⟨

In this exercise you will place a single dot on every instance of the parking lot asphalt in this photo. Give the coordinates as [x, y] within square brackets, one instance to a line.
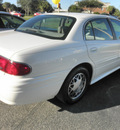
[99, 109]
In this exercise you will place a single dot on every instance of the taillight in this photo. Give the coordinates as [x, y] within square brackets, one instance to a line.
[14, 68]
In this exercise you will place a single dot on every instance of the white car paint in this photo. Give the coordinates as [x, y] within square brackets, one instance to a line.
[51, 61]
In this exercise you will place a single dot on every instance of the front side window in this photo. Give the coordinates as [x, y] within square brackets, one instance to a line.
[116, 26]
[8, 21]
[102, 29]
[98, 29]
[54, 27]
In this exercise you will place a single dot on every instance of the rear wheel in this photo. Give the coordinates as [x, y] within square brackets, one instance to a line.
[75, 85]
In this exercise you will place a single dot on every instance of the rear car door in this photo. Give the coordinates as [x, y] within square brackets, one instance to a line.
[102, 48]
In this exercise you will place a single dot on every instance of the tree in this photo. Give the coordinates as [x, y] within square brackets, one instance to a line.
[117, 12]
[13, 7]
[74, 8]
[44, 6]
[111, 9]
[1, 1]
[32, 6]
[90, 4]
[6, 6]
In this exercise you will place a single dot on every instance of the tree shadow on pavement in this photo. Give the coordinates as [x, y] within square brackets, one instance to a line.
[102, 95]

⟩

Objective →
Quote the listing above in full, except for the pictures.

Full answer →
In this exercise you will place a single dot on every instance of the parking lot asphalt in this photo. Give the coordinates as [x, y] within square brackets, one instance to a line.
[99, 109]
In this exercise you will place a single dot on every instance of the taillight in this photo. Give the coordinates as [x, y] within square brackets, one instance to a line.
[14, 68]
In this exercise you will place a single dot on every instance of the white car paint in this photo. Give the coordinates as [x, y] within square brackets, one instance to a line.
[51, 61]
In this exercise you will place a single dot on every instance of the front side window in this photo. Give the coordinates as [x, y] within square brackets, one instance to a line.
[116, 26]
[8, 21]
[102, 29]
[98, 29]
[54, 27]
In this exercise you will place a single dot on every instance of the rear wheel in this photo. Give the coordinates as [x, y] within square brackets, one instance to a line.
[75, 85]
In this exercise you will place a single dot on every instance of the rear car door in this photo. Give the coordinates as [x, y] within square brackets, one instance to a line.
[102, 48]
In this exercise you will place a single dot on every instance of the tree in this photo. Give the coordinates as [x, y] within square brackets, one instance to a line.
[117, 12]
[13, 7]
[74, 8]
[44, 6]
[111, 9]
[1, 1]
[32, 6]
[90, 4]
[6, 6]
In this exercise you will place a single dot on every instance of the tree shadow on pavement in this photo. Give the coordinates as [x, y] within square brackets, one instance to a line.
[102, 95]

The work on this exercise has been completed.